[Image location labeling entries]
#####

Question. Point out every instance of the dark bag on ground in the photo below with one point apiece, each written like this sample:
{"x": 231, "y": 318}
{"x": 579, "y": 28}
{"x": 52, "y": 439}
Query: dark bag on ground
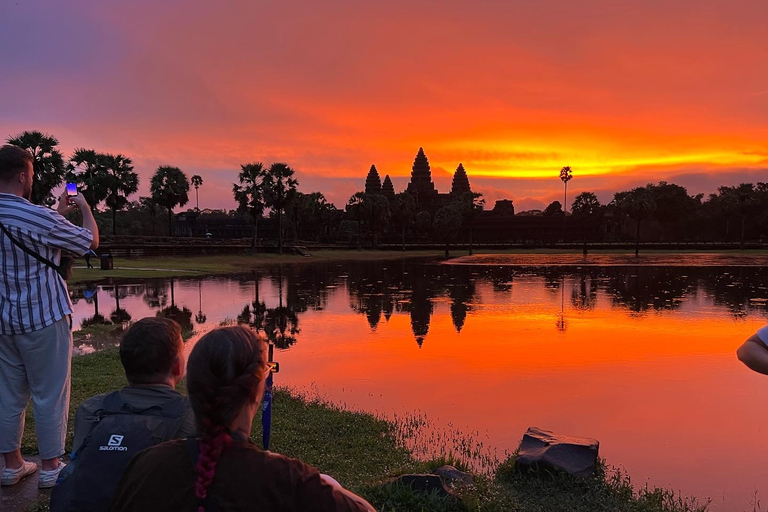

#####

_Your task_: Collect each line of the records that contains the string "ground", treating uppercase and lowercase as distinct.

_Reply_:
Question. Point out every instance of the dark bag on ground in the photo below with one point apiece, each written like this sample:
Query: dark bag on ground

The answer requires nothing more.